The iodine catalyzed decomposition of hydrogen peroxide [9] was the first reaction believed to oscillate homogenously. Belousov observed the second example of oscillating chemical reactions in homogeneous solutions, i.e., oxidation of tetravalent-trivalent cerium ion coupled catalytic citric acid by potassium bromate. The Belousov-Zhabotinskii reaction was found in 1950s by the former Soviet Union biophysics Belousov and Zhabotinskii [10]. So we called the reaction as Belousov-Zhabotinskii reaction, referred to as B-Z reaction. In 1969, Prigogine proposed the theory of dissipative structure, which clearly explains the reason for the occurrence of oscillation reaction. This makes the B-Z reaction back to the focus of the study. The theory of dissipative structure argues that when the system is far from equilibrium state, that is, it is in the state of nonlinear and non-equilibrium, the disordered homogeneous state is not necessarily stable.

There are many explanations for the mechanism of B-Z reaction [11,12]. In one version, the total reaction consists of two processes: A and B. The total reaction of processe A is:

$${\mathrm{BrO}}_3^{-}+{5\mathrm{Br}}^{-}+{6\mathrm{H}}^{+}\to {3\mathrm{Br}}_2+{3\mathrm{H}}_2\mathrm{O};$$

The total reaction of processe B is:

$${2\mathrm{BrO}}_3^{-}+{12\mathrm{H}}^{+}10{\mathrm{Ce}}^{3+}\to 3{\mathrm{Br}}_2+{6\mathrm{H}}_2\mathrm{O}+10{\mathrm{Ce}}^{4+};$$

Process A is the ion reaction of double electron transfer, process B involves free radicals and single electron transfer. When the concentration of Bromide ion exceeds the critical concentration process A arises mainly, and when the concentration of Bromide ion below the critical concentration process B arises mainly. Bromide ion is the control species here. In the process, B bromate ion not only oxidate the metal ions, but also generate bromine. Such oscillation can sustain thousands of times in the closed system, and the reaction process does not need to add the reactants. So this kind of reaction provides great convenience for the study of the chemical wave. The reaction solutions appear in two colors. If the solution is shallow, it will be similar to the phenomenon of wave interference, two kind colors of the wave spread alternately. The wave in the same color disappeared when the contact happened, which is different from electromagnetic wave.

__Short problem__.
Pick up the passage on the Belousov-Zhabotinskii reaction after its last sentence and carry it forward.

__Data listing__.

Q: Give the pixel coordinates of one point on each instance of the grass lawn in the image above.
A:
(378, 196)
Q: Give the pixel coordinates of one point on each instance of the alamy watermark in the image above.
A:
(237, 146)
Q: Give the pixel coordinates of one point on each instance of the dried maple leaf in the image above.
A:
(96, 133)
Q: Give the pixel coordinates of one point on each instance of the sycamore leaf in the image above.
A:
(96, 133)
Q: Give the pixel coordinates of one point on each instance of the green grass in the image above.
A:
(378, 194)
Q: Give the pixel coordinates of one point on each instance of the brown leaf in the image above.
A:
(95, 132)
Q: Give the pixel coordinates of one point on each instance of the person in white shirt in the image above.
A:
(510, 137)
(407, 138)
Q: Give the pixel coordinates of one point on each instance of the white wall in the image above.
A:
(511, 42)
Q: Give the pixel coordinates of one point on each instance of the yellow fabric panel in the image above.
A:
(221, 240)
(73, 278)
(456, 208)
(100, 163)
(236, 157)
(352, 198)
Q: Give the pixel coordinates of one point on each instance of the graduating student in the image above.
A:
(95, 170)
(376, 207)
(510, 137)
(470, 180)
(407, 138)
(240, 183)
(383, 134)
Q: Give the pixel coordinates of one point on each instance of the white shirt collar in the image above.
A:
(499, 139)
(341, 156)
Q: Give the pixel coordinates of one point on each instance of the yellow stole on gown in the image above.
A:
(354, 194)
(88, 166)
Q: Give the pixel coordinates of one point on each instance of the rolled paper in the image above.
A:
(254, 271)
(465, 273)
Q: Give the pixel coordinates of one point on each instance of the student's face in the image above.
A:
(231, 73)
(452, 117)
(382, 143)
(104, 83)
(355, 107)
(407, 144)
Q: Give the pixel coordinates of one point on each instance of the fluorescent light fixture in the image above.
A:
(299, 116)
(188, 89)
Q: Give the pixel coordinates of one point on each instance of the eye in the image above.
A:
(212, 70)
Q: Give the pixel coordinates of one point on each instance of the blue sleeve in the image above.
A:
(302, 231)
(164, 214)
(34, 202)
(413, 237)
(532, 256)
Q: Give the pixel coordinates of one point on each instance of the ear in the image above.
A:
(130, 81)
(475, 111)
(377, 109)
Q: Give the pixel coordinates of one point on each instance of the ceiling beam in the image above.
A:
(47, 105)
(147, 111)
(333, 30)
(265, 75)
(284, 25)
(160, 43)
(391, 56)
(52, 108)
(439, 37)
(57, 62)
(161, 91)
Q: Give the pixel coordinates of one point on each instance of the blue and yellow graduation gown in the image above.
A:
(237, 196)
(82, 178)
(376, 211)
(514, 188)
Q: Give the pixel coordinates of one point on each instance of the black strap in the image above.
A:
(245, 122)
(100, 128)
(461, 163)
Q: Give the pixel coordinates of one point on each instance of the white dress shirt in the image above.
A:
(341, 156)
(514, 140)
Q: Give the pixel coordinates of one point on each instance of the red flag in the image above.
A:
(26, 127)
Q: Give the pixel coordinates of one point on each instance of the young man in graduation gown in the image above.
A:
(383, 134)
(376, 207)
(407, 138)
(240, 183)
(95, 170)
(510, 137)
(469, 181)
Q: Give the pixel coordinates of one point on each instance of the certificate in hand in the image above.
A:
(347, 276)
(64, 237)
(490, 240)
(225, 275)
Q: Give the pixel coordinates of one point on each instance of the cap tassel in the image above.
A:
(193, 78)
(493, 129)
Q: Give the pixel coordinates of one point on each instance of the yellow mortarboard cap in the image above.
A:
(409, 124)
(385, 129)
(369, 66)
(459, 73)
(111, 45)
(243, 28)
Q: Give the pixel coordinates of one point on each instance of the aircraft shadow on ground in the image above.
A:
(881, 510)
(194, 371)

__Expected answer__.
In 1990, L.Gyorgy, T.Turanyi, R.J. Field [8] elaborated a skeletal reaction mechanism. The reactions constituting the mechanism of the oscillatory B-Z reaction may be divided into an inorganic and an organic subset. It contains eighty elementary reactions, and it is so complex that peoples put forward a simplified mechanism of six steps, which is expressed as:

• ${\mathrm{BrO}}_3^{-}+{\mathrm{Br}}^{-}+{2\mathrm{H}}^{+}\to {\mathrm{HBrO}}_2+{\mathrm{HOBr}(\mathrm{k}}_1);$
• ${\mathrm{HBrO}}_2+{\mathrm{Br}}^{-}+{\mathrm{H}}^{+}\to 2{\mathrm{HOBr}(\mathrm{k}}_2);$
• ${\mathrm{BrO}}_3^{-}+{\mathrm{HBrO}}_2+{\mathrm{H}}^{+}\to 2{\mathrm{BrO}}_2+{\mathrm{H}}_2{\mathrm{O}(\mathrm{k}}_3);$
• ${\mathrm{BrO}}_2+{\mathrm{Ce}}^{3+}+{\mathrm{H}}^{+}\to {\mathrm{HBrO}}_2+{\mathrm{Ce}}^{4+}{(\mathrm{k}}_4);$
• $2{\mathrm{HBrO}}_2\to {\mathrm{BrO}}_3^{-}+\mathrm{HOBr}+{\mathrm{H}}^{+}{(\mathrm{k}}_5);$
• $4{\mathrm{Ce}}^{4+}+{\mathrm{BrCH}(\mathrm{COOH})}_2+{\mathrm{H}}_{2}O+\mathrm{HOBr}\to {2\mathrm{Br}}^{-}+4{\mathrm{Ce}}^{3+}+3{\mathrm{CO}}_2+6{\mathrm{H}}^{+}{(\mathrm{k}}_6).$

The reaction substrates included bromate, cerium ammonium sulfate (or cerium sulfate), malonic acid and dilute sulfuric acid, and bromate is a substrate which can not be changed. Metal ions is generally the Ce or Mn, but can also be the complex ions formed by Fe, Ru, Co, Cu, Cr, Ag, Ni, Os. Malonic acid can be instead of other reducer. The formation of other halogen-containing oxysalt and anion, such as chloride ions, can interfere with the reaction. B-Z reaction usually join the adjacent ferroin as the indicator, it is the complexes of phenanthroline and ferrous ion, which is red in the reduced state and blue in the oxidation state. Cerium ion is yellow in oxidation state and trivalent cerium ion is colorless in the reduced state. So the effect of synthesis is: the oxidation state green, reducing state red.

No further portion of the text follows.